From Dr Johnson to Elmore Leonard, there have always been great, prolific writers who give hackery a good name

Last month I met and interviewed Terry Pratchett, on the occasion of him being awarded an honorary doctorate by the University of Bradford. By way of breaking the ice, I told him that he'd done good, for a former hack – a reference to Pratchett's early days as a local newspaper reporter.

"I'm still a hack," the Discworld author insisted, with no small measure of pride, and a pinch of defiance.

If we take the original definition of hack – writers who could churn out anything, for money and at short notice – then perhaps Pratchett is right. He's been writing novels since 1971, chalking up 32 books in his comic fantasy Discworld series, plus several more unrelated novels, picture books for children and non-fiction books.

But the term "hack" carries with it pejorative connotations, intimating as it does that the writing in question has been done for money rather than any loftier ambitions of art. Samuel Johnson, of course, famously said that no man but a blockhead ever wrote, except for money, and that great man of British letters has managed to avoid accusations of hackery.

And which among our leading literary lights today writes purely for the love of it? All those hardy souls toiling at the coalface of small-press publishing and payment-by-copies lit magazines, perhaps, but they are hardly names that get bandied across the breakfast table.

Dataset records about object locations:
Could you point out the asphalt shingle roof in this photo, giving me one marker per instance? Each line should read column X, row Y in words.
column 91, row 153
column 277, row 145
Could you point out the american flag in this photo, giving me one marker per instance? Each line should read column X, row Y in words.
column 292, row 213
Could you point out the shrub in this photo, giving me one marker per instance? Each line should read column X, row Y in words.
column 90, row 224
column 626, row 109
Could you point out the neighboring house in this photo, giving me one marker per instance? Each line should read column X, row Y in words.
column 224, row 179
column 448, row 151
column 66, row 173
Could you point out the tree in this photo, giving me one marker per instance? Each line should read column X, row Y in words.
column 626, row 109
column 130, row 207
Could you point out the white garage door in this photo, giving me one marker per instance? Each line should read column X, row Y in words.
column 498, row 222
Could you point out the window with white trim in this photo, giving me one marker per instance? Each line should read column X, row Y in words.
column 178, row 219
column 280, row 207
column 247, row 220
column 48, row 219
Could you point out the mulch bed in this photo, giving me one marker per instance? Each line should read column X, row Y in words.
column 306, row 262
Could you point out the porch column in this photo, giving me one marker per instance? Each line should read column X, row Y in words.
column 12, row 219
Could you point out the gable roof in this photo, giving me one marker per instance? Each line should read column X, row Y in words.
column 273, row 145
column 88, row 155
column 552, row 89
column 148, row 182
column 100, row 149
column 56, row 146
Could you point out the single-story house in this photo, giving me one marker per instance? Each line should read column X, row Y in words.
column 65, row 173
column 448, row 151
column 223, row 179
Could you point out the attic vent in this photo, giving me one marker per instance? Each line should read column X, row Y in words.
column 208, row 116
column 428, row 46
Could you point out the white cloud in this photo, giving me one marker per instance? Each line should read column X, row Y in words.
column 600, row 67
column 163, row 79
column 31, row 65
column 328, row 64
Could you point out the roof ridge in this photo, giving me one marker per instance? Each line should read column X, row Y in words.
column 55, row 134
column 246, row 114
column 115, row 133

> **Instructions**:
**A.** Repeat the passage from the piece on hack writers between "If we take the" and "accusations of hackery.", inclusive.
**B.** According to the piece on hack writers, what occasion led to the interview with Terry Pratchett?

> **Solutions for each task**:
**A.**
If we take the original definition of hack – writers who could churn out anything, for money and at short notice – then perhaps Pratchett is right. He's been writing novels since 1971, chalking up 32 books in his comic fantasy Discworld series, plus several more unrelated novels, picture books for children and non-fiction books.

But the term "hack" carries with it pejorative connotations, intimating as it does that the writing in question has been done for money rather than any loftier ambitions of art. Samuel Johnson, of course, famously said that no man but a blockhead ever wrote, except for money, and that great man of British letters has managed to avoid accusations of hackery.

**B.** The University of Bradford awarded him an honorary doctorate.